# Required work
Set out every line of the entries below as a numbered list, skipping any blank lines and leaving out the picture.

——

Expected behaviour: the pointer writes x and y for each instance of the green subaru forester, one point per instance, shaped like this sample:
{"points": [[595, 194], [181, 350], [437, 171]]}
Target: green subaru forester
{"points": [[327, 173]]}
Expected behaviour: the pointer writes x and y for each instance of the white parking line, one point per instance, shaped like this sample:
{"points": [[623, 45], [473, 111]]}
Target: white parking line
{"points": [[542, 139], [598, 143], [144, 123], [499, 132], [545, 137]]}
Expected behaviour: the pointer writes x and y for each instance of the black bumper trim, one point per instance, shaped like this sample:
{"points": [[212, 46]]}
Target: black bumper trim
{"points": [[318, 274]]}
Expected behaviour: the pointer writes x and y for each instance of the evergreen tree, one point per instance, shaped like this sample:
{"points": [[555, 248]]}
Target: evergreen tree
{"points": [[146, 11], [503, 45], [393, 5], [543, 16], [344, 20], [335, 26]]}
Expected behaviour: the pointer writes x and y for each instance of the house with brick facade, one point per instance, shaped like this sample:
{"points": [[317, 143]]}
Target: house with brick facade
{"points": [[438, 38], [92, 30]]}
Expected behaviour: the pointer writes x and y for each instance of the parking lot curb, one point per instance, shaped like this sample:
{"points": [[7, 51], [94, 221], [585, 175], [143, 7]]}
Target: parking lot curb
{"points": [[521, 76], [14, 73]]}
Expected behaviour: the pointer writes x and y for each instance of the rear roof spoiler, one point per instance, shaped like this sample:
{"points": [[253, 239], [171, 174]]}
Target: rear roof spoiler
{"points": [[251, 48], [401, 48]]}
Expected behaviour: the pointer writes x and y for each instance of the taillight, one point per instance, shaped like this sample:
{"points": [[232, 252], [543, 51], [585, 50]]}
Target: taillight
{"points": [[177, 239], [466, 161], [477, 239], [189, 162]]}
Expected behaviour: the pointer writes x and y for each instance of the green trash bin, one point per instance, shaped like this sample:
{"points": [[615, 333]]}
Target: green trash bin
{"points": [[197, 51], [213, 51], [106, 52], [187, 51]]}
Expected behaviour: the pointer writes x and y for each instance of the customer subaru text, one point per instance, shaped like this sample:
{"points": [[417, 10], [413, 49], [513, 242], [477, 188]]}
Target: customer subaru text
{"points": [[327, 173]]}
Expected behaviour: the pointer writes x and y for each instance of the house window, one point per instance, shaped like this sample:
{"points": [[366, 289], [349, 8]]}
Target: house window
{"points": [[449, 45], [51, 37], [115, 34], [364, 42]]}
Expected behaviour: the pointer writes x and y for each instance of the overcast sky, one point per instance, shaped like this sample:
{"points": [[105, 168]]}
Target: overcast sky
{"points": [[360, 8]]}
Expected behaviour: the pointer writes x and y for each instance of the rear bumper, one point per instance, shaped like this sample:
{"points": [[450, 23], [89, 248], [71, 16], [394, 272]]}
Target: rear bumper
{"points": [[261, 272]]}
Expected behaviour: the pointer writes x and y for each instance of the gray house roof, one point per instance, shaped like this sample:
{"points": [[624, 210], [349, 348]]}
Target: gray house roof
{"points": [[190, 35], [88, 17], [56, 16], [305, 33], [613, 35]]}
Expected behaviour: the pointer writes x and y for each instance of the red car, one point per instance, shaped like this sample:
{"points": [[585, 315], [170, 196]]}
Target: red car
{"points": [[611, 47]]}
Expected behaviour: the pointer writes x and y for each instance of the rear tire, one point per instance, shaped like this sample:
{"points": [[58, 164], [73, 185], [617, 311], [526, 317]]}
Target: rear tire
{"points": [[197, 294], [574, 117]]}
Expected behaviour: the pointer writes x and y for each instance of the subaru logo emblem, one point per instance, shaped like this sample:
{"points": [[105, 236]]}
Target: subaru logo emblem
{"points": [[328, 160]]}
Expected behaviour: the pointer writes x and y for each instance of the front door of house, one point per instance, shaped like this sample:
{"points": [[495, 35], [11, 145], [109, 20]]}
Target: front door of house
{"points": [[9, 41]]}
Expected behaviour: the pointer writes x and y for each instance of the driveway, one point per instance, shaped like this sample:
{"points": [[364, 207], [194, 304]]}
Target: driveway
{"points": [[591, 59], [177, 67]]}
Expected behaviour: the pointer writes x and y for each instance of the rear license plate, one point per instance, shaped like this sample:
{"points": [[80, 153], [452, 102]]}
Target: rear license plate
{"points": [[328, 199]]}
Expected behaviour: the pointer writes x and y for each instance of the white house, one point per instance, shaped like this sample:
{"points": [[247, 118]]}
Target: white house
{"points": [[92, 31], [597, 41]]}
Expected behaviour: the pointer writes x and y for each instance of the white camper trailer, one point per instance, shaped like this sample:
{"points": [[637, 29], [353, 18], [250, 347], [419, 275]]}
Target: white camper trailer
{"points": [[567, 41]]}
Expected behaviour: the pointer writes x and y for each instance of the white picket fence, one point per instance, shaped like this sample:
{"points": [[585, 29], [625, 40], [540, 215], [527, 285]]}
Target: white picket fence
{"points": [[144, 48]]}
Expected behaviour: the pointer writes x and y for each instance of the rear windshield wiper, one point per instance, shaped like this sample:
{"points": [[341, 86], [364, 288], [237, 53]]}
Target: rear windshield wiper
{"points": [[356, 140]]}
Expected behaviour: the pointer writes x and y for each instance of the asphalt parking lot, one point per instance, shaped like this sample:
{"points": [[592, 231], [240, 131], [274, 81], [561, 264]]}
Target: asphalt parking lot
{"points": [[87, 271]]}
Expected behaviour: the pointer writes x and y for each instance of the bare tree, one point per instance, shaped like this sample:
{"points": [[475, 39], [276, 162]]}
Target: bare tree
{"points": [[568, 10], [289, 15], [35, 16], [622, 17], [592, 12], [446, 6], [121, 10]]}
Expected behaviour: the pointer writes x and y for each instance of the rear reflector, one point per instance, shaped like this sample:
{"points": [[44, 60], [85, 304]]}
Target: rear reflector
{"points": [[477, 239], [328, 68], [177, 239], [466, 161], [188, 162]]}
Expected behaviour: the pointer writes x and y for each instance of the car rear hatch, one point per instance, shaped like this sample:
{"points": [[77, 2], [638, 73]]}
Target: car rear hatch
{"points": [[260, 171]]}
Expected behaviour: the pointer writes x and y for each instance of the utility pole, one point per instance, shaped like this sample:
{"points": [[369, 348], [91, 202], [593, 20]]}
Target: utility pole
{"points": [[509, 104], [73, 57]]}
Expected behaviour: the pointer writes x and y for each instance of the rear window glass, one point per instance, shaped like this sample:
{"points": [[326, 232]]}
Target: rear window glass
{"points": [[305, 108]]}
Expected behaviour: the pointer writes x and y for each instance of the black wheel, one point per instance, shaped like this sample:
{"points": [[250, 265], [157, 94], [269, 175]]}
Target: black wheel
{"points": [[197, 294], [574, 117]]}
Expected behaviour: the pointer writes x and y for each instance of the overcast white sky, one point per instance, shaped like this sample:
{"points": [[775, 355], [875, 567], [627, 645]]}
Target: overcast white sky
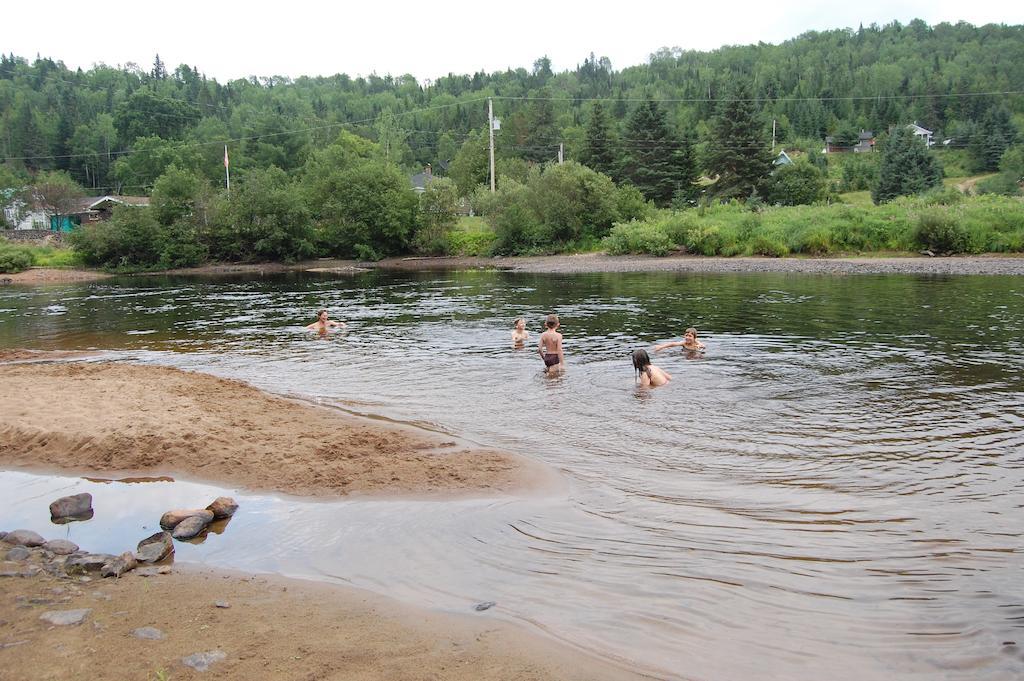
{"points": [[226, 39]]}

——

# Completed task
1. Expected behaviour: the pointer writes x and y for each instance of the green subaru forester, one point per instance, shaped like this sample:
2. {"points": [[595, 194], [181, 350], [437, 171]]}
3. Target: green subaru forester
4. {"points": [[327, 173]]}
5. Expected behaviour: the pointer writes x and y for each instance of the white parking line, one point per instance, shaped like this sample:
6. {"points": [[623, 45], [473, 111]]}
7. Target: white parking line
8. {"points": [[542, 139], [598, 143], [144, 123], [499, 132], [545, 137]]}
9. Expected behaviour: the pointer writes x and y for each instance of the black bumper trim, one point per instance, shaped like this sample:
10. {"points": [[212, 46]]}
11. Target: black bumper trim
12. {"points": [[318, 274]]}
13. Expected behaviour: the pointer writes x and y for each instance of the evergreen tree, one point per instance, shaped like this sample:
14. {"points": [[555, 248]]}
15. Target: evergreen tree
16. {"points": [[146, 11], [503, 45], [393, 5], [543, 16], [344, 20], [335, 26]]}
17. Expected behaviour: the pointer writes x and y for each instance of the house with brick facade, one point per instance, shaped like this sample:
18. {"points": [[317, 143]]}
19. Target: house with brick facade
20. {"points": [[438, 38], [92, 30]]}
21. Expected behaviour: the pointer writes x and y for each instance of the parking lot curb, one point per instance, shaped like this sample:
22. {"points": [[7, 51], [94, 221], [585, 175], [143, 7]]}
23. Target: parking lot curb
24. {"points": [[521, 76], [14, 73]]}
25. Expected behaviour: the pointer writes x and y for each instance of the rear roof spoiler, one point per instance, shaped like this sample:
26. {"points": [[253, 239], [171, 174]]}
27. Target: rear roof spoiler
28. {"points": [[251, 48], [401, 48]]}
29. Expected behaviour: the pointer writes x and y for each instance of the taillight, one point per instance, shaped like this sample:
30. {"points": [[232, 252], [543, 51], [585, 50]]}
31. Target: taillight
32. {"points": [[177, 239], [466, 161], [477, 239], [189, 162]]}
33. Expected behaviour: the pointer writes x and y for each instance of the green trash bin, one point per instance, shaped like this sample:
34. {"points": [[615, 333]]}
35. Target: green trash bin
36. {"points": [[197, 51], [213, 51], [106, 52], [187, 51]]}
37. Expected behaviour: the pointer writes x and y for each instance of the customer subaru text, one point per instance, shaped like this sample:
38. {"points": [[417, 10], [413, 49], [513, 242], [477, 188]]}
39. Target: customer subaru text
40. {"points": [[327, 173]]}
41. Expected behaviour: the pointer writes x and y for each instance of the house window, one point per instance, shaped like this sample:
42. {"points": [[366, 289], [349, 8]]}
43. Target: house window
44. {"points": [[449, 45], [51, 37], [115, 34], [364, 42]]}
45. Expected behaviour: the pointer writes x and y for each instance of the overcast sky, one point per instance, shaped like this sample:
46. {"points": [[105, 168]]}
47. Target: overcast sky
48. {"points": [[360, 8]]}
49. Expected behaviour: the pointer writes x and y for each instance of the rear bumper, one point per instance, shaped like this sample:
50. {"points": [[450, 23], [89, 248], [71, 16], [394, 272]]}
51. Target: rear bumper
52. {"points": [[261, 272]]}
53. Expected behaviour: the pointer writes x and y for each instance of the gray house roof, one point per instance, shaped like this sample:
54. {"points": [[624, 210], [349, 348]]}
55. Target: gray house roof
56. {"points": [[190, 35], [88, 17], [56, 16], [305, 33], [613, 35]]}
57. Expected behaviour: the pointer writes x and y for each instance of the red car, one point per instance, shaped like this sample:
58. {"points": [[585, 315], [170, 196]]}
59. Target: red car
60. {"points": [[611, 47]]}
61. Expected behaviour: the pointer writes x and y for each instance of the rear tire, one point per instance, shaped like this sample:
62. {"points": [[58, 164], [73, 185], [617, 311], [526, 317]]}
63. Target: rear tire
64. {"points": [[197, 294], [574, 117]]}
65. Expected behaviour: the pointer writes x and y for each instance of the subaru logo emblem, one point per instance, shaped like this sample:
66. {"points": [[105, 236]]}
67. Target: subaru logo emblem
68. {"points": [[328, 160]]}
69. Expected behaviour: the pointer writes x and y for each instance of the front door of house, one point per instance, shaped like this sample:
70. {"points": [[495, 35], [11, 145], [109, 20]]}
71. Target: front door of house
72. {"points": [[9, 41]]}
73. Expected behaviour: the pointer writes x and y for each instance of the driveway, one point per instance, shaped like this sample:
74. {"points": [[364, 207], [194, 304]]}
75. Target: driveway
76. {"points": [[591, 59], [177, 67]]}
77. Expected behaviour: the pointer writes x and y for each instance of the rear license plate, one point per instance, shaped like this sample:
78. {"points": [[80, 153], [452, 102]]}
79. Target: rear license plate
80. {"points": [[328, 199]]}
81. Expected behaviour: the pointer writes x and y for each instance of the white house, one point per instance, shaped like this sample:
82. {"points": [[247, 118]]}
83. Target: white house
84. {"points": [[92, 31], [597, 41]]}
85. Expected behaviour: the pointer writes x and y for each instance of the white camper trailer, one point per instance, shaped like this sample:
86. {"points": [[637, 29], [353, 18], [250, 347], [419, 275]]}
87. Target: white camper trailer
88. {"points": [[567, 41]]}
89. Expected behaviour: the pointer writes x and y for each instance of the white picket fence, one point per instance, shaped like this sample:
90. {"points": [[585, 29], [625, 40], [540, 215], [527, 285]]}
91. Target: white picket fence
92. {"points": [[144, 48]]}
93. Expected behaviour: the pointer writes x and y for each instance of the rear windshield wiper, one point per instance, shaped like this sample:
94. {"points": [[341, 86], [364, 288], [237, 53]]}
95. Target: rear windshield wiper
96. {"points": [[356, 140]]}
97. Expected behaviour: the pointer writes x and y for each instance of the asphalt parking lot, one point per instance, shaped like this sample:
98. {"points": [[592, 231], [240, 131], [274, 81], [561, 264]]}
99. Target: asphalt parking lot
100. {"points": [[87, 271]]}
101. Expected behaviour: the pointer writes x and y for each instance of the bare tree, one point per instance, shaped like this sample:
102. {"points": [[475, 39], [276, 162]]}
103. Target: bare tree
104. {"points": [[568, 10], [289, 15], [35, 16], [622, 17], [592, 12], [446, 6], [121, 10]]}
105. Expected behaviour: the pointer writes x and y for each instance of the rear reflector, one point per instance, shaped like this sample:
106. {"points": [[44, 60], [85, 304]]}
107. Target: rear reflector
108. {"points": [[477, 239], [328, 68], [177, 239], [466, 161], [188, 162]]}
109. Expected behaviour: the pointer writes x and y for each instance of the car rear hatch, one point per instance, shaped like this sample:
110. {"points": [[77, 2], [638, 73]]}
111. Target: car rear hatch
112. {"points": [[260, 171]]}
113. Expected behaviour: the pointer writes x and y for each instance of the utility pole, one point per instance, shaped like this sample:
114. {"points": [[369, 348], [91, 202], [593, 20]]}
115. Target: utility pole
116. {"points": [[509, 104], [73, 57]]}
117. Expected behaviour: the pointer writes x and y for each instance of the rear window glass, one point per instance, shaped like this sample:
118. {"points": [[326, 232]]}
119. Target: rear window glass
120. {"points": [[305, 108]]}
121. Expected behaviour: the pointer writes x and y for each instance of the black wheel, one point per instance, shaped like this sample:
122. {"points": [[250, 265], [157, 94], [269, 175]]}
123. Target: black wheel
124. {"points": [[197, 294], [574, 117]]}
125. Expected behaviour: the pointer writes x and y for each instance of the overcast white sky, one point per instance, shaped like this sample:
126. {"points": [[775, 355], [875, 567], [627, 645]]}
127. Target: overcast white sky
128. {"points": [[226, 39]]}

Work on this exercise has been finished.